Textauszug

(SZ vom 11.03.2002) - Die nach Branchen geordnete Hierarchie des
Abkassierens in Deutschland ist noch weithin unbekanntes Terrain. Aber
Experten wie der Frankfurter Oberstaatsanwalt Wolfgang Schaupensteiner
weisen seit Jahren darauf hin, dass alles, „was sich um Bau, Steine,
Erden dreht, ganz vorn“ liege. Wenn eine Behörde als Monopolist darüber
bestimme, wer Straßen, U-Bahnen und Müllanlagen bauen dürfe, sei
die Korruption „sozusagen Teil des Systems“.
Besonders tüchtig, so scheint es, wird im Anlagen- und im
Kraftwerksbau geschmiert. Hier geht es um viel Geld. Die Müllverbrennungsanlage
in Köln-Niehl beispielsweise, die jetzt so viel Aufmerksamkeit auf
sich zieht, hat rund 850 Millionen Mark gekostet.
Die Gepflogenheiten der Branche
Da bleibt immer ein bisschen für so genannte „nützliche
Aufwendungen“ übrig. „Sie bekommen keinen Auftrag, wenn Sie nicht
schmieren“, sagt ein ehemaliger Manager eines großen deutschen
Anlagenbauers. Dabei würden „auch Politiker bedient“. Gegen den
Manager ermittelt seit Jahren die Mannheimer Staatsanwaltschaft. Er
erläuterte der SZ die Usancen der Branche unter der Bedingung,
dass seine Anonymität gewahrt bleibe.

Kurze Aufgabe 1
Halten Sie aus dem Artikel über Korruption in der Baubranche den Abschnitt von „Besonders tüchtig, so“ bis einschließlich „Millionen Mark gekostet.“ wortgetreu fest.
Kurze Aufgabe 2
Übersetzen Sie den folgenden Satz aus dem Artikel über Korruption in der Baubranche ins Englische: „Gegen den Manager ermittelt seit Jahren die Mannheimer Staatsanwaltschaft.“
Kurze Aufgabe 3
Setzen Sie den Artikel über Korruption in der Baubranche im Anschluss an seinen letzten Satz fort.

Vorliegende Daten

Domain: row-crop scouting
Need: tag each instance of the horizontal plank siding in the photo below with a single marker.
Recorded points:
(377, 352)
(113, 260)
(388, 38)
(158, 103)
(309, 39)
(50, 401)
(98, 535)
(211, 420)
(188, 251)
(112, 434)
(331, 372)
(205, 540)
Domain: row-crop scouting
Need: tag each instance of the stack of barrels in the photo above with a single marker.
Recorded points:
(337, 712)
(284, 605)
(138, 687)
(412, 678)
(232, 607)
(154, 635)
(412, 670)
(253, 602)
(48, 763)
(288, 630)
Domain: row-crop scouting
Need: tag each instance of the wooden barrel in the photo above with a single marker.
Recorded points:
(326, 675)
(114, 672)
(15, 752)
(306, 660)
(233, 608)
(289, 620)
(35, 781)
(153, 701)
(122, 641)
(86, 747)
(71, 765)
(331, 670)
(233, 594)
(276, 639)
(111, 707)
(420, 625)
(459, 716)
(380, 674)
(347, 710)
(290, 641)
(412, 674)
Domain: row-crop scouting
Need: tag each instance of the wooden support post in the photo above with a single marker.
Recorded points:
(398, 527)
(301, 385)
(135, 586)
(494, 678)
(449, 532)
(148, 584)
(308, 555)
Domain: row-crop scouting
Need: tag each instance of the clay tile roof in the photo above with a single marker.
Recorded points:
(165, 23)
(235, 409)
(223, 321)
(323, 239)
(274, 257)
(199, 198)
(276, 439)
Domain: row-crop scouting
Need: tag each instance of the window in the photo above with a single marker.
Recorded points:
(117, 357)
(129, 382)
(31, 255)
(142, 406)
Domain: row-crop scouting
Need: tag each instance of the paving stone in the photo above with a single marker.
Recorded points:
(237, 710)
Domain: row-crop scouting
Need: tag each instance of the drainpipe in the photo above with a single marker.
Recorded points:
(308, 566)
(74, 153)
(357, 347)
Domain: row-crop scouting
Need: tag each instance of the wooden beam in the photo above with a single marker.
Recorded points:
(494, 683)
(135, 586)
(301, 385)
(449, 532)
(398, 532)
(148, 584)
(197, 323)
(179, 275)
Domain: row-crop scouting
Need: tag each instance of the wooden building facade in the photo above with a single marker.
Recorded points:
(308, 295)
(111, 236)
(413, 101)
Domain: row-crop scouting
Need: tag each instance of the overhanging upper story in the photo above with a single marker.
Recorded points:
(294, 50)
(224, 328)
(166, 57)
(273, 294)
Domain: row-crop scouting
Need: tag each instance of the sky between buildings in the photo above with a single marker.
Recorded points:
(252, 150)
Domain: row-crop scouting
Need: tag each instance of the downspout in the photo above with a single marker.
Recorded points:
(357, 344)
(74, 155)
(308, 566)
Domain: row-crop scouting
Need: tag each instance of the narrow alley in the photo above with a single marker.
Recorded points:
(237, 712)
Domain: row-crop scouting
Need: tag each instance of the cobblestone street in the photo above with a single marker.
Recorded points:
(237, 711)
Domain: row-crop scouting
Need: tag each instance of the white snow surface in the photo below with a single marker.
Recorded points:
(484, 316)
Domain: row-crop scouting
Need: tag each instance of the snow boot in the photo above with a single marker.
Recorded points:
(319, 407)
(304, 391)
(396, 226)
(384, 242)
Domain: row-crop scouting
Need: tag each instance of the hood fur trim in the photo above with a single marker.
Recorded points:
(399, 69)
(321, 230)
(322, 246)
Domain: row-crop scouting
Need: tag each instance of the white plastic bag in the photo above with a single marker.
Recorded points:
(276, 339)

Endergebnis 1
Besonders tüchtig, so scheint es, wird im Anlagen- und im
Kraftwerksbau geschmiert. Hier geht es um viel Geld. Die Müllverbrennungsanlage
in Köln-Niehl beispielsweise, die jetzt so viel Aufmerksamkeit auf
sich zieht, hat rund 850 Millionen Mark gekostet.

Endergebnis 2
The Mannheim public prosecutor's office has been investigating the manager for years.

Endergebnis 3
Eine Handvoll Technologiefirmen konkurrieren auf dem Anlagenmarkt
weltweit. Seit Jahrzehnten sei es üblich gewesen, sagt der
Ex-Manager, dass für Aufträge in Lateinamerika oder in Nahost
Schmiergelder gezahlt wurden. „Sonst konnten Sie dort kein Geschäft
machen.“ Von solchen Schmiergeldzahlungen wusste auch der Staat. Bis
1999 konnten Bestechungen für Auslandsaufträge sogar von der Steuer
abgesetzt werden.
Für das Schmieren wichtiger Leute hatten sich Anlagenbauer wie der
Mannheimer Technologiekonzern ABB oder die Gummersbacher Firma L &
C Steinmüller, die beide in Köln-Niehl mitbauten, in der Schweiz
Schwarze Kassen zugelegt. ABB hatte für wichtige deutsche Projekte in
der Schweiz auf Nummernkonten 30 Millionen Mark versteckt, Steinmüller
platzierte 29 Millionen Mark allein für nützliche Aufwendungen bei
dem Kölner Projekt, das damals für das Unternehmen lebenswichtig
war.
Narrensicheres Schmiersystem
Teilweise ließen Manager auch Millionen auf eigene Konten fließen.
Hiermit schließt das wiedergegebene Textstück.